Gather every line of the listing that contains the word "wall", paying attention to case.

• **Available data**:
[Start]
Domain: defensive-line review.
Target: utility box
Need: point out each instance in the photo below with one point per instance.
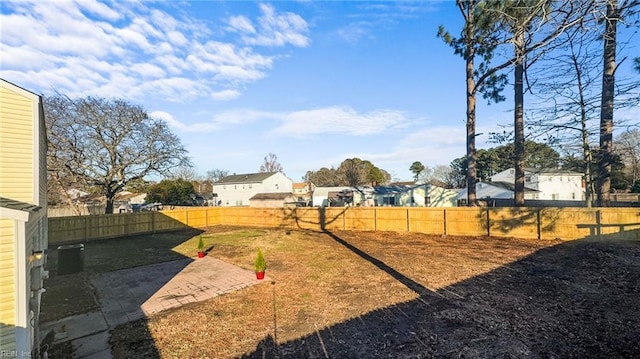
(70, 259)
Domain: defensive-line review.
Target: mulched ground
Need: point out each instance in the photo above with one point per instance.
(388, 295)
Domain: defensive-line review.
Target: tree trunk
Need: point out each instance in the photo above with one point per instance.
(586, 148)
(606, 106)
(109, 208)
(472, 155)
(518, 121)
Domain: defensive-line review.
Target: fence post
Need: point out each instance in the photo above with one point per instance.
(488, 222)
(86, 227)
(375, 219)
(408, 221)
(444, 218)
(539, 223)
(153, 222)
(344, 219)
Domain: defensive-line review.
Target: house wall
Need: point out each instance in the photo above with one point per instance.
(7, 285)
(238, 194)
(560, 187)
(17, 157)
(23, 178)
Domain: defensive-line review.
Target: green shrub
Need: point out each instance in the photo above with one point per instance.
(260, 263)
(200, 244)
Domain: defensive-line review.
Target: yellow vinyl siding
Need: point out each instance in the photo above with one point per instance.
[End]
[Start]
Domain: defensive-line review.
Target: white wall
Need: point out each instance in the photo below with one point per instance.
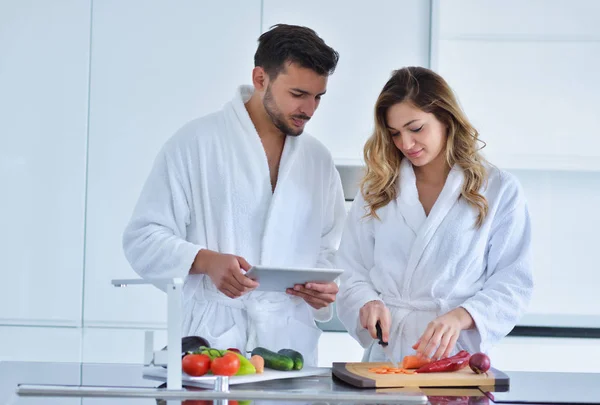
[End]
[Start]
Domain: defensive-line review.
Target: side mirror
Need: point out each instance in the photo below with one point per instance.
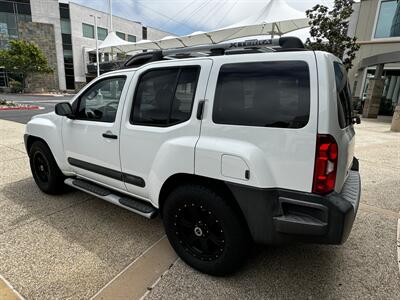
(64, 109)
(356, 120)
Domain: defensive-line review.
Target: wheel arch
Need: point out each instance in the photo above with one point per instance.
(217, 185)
[End]
• **Completed exercise**:
Target: house wall
Target: white wall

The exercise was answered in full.